Supplied passage
§ §

“They Don’t Have Infinite Patience”: New York Magazine, An Up-To-The-Minute Anachronism, Is Now Up For Sale – ODP’s Reed Phillips Quoted

SOURCE: VANITY FAIR

“They Don’t Have Infinite Patience”: New York Magazine, An Up-To-The-Minute Anachronism, Is Now Up For Sale

The original city magazine has managed to preserve and augment its DNA across multiple media eras. But the current climate may be the most challenging yet.

§ §

Available data

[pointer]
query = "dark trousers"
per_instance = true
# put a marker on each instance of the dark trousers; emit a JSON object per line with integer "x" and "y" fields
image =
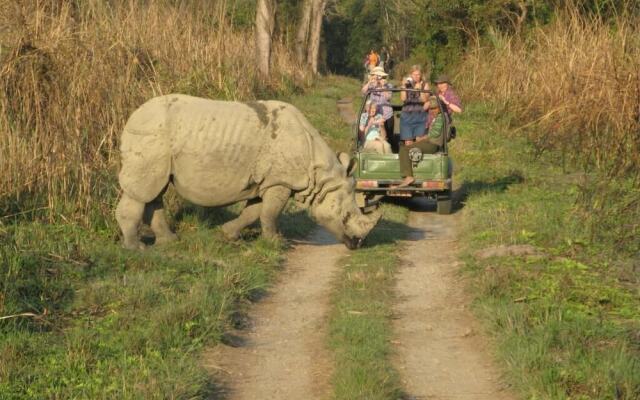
{"x": 406, "y": 169}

§ §

Task item A
In the piece about the sale of New York Magazine, which publication is credited as the source?
Task item B
Carry on the piece about the sale of New York Magazine, starting right after its final sentence.

Answer box A
Vanity Fair

Answer box B
To a certain sort of media person, the “for sale” sign now hanging on New York magazine’s door is yet another indication, if more were needed, that an era is ending. The magazine-world landscape has changed so much, and so fast, that it is almost unrecognizable from the way it looked just a decade ago. In the past few months alone, three titans of the industry—Time, Fortune, and Sports Illustrated (which Meredith Corporation acquired in January through its conquest of Time Inc., amazingly now defunct)—have been trying to lock down buyers. Rolling Stone was reimagined and relaunched as an upmarket monthly with a focus on live events, under the direction not of its legendary founder, Jann Wenner, but of new majority owner Penske Media Corporation. Condé Nast, the parent company of Vanity Fair, announced it would be putting three titles on the block—W, Brides, and Golf Digest—as it embarks on a five-year turnaround plan in which video will be one of the top priorities.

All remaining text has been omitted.